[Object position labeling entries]

※

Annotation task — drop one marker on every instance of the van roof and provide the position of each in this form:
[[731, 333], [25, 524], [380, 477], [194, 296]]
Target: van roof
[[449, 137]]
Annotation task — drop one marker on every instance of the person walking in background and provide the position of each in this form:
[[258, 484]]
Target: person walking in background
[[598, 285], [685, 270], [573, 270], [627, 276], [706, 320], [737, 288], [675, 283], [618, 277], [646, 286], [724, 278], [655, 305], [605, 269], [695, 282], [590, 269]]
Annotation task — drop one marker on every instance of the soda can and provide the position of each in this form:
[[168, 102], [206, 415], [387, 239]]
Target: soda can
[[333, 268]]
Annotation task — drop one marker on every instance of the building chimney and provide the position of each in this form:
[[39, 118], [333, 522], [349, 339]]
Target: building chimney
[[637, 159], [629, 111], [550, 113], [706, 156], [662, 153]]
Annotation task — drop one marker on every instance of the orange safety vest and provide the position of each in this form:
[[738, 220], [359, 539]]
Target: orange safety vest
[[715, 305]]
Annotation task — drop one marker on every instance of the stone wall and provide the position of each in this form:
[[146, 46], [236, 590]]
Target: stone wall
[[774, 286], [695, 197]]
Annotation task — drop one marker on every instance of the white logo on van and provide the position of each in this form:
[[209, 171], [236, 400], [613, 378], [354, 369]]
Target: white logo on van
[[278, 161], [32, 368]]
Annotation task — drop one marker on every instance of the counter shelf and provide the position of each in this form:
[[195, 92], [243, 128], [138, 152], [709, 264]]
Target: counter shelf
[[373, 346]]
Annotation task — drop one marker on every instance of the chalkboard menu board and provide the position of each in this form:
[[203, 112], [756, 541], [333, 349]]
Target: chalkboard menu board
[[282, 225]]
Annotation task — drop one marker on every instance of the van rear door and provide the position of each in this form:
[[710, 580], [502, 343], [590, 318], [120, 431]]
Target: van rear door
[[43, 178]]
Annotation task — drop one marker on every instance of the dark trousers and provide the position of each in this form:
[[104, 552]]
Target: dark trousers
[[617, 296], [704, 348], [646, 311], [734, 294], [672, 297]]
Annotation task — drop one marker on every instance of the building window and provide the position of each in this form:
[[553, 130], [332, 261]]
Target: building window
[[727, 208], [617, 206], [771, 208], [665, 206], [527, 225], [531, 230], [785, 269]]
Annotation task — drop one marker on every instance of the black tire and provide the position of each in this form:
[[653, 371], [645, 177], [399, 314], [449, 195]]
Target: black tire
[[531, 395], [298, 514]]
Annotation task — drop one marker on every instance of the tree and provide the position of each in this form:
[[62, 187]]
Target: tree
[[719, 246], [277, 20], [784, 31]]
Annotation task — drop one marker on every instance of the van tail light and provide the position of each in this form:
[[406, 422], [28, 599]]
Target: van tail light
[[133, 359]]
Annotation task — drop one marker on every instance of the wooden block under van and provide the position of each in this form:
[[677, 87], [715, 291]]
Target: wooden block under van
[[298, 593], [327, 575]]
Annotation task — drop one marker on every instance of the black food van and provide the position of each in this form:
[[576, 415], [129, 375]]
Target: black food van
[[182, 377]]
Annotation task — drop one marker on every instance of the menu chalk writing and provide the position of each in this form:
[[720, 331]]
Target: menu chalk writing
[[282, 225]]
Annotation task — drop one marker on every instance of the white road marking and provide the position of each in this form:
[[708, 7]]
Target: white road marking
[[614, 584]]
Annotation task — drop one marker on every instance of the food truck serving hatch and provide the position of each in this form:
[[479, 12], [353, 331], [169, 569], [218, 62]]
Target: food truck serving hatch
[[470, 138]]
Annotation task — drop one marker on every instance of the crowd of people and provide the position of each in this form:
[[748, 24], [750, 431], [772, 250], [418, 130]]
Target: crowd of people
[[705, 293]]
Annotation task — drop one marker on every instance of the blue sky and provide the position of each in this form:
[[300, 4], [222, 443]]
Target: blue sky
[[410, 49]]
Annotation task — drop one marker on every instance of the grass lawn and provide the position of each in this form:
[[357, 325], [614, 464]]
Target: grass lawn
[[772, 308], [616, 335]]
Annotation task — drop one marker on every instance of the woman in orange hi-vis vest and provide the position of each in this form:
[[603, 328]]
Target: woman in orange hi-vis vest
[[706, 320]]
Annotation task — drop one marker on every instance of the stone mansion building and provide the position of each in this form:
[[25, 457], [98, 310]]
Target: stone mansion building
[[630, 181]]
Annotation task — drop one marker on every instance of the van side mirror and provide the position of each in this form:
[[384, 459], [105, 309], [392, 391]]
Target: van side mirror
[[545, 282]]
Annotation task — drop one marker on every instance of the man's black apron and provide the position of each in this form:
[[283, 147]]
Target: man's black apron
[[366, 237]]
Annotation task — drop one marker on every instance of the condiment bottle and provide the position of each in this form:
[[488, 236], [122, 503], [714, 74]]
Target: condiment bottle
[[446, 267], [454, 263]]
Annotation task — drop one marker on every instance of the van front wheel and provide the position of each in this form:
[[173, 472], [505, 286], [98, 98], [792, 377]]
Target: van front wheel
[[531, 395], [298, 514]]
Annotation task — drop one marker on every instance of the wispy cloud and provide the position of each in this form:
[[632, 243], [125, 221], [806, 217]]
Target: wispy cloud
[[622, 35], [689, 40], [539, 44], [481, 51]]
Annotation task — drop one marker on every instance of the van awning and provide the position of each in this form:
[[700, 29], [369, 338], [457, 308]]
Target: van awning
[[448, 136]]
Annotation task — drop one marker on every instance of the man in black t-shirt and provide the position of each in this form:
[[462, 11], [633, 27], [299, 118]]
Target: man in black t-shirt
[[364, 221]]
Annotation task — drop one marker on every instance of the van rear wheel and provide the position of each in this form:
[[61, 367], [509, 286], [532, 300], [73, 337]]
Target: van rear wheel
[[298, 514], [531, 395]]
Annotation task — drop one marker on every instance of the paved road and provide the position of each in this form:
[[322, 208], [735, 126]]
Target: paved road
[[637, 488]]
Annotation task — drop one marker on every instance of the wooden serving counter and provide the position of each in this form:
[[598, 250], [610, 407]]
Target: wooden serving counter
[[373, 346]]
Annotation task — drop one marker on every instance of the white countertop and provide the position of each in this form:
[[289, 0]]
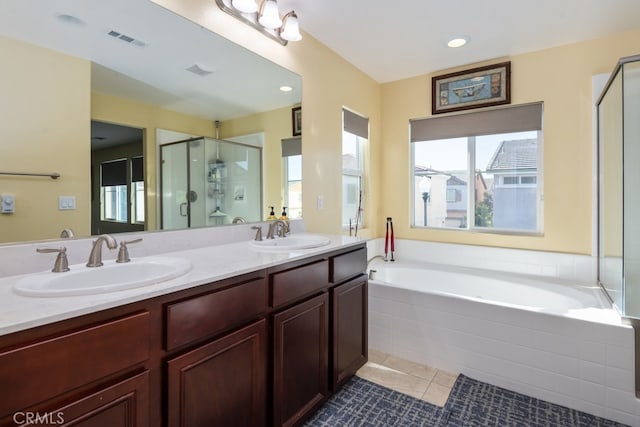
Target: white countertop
[[209, 264]]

※

Rescale the stretch from the line containing "of the condiment" through the line containing "[[446, 267], [454, 263]]" by writing out those lines again, requests included, with every answer coordinate multiplied by 2.3 and rounded to a whole number, halves up. Leave the numbers in the requests and their format samples unchanged.

> _Solution for this task_
Annotation task — drop one marker on every instance of the condiment bottle and provide the position of each in this form:
[[488, 236], [122, 503], [714, 74]]
Target: condiment bottle
[[1026, 614], [1044, 605]]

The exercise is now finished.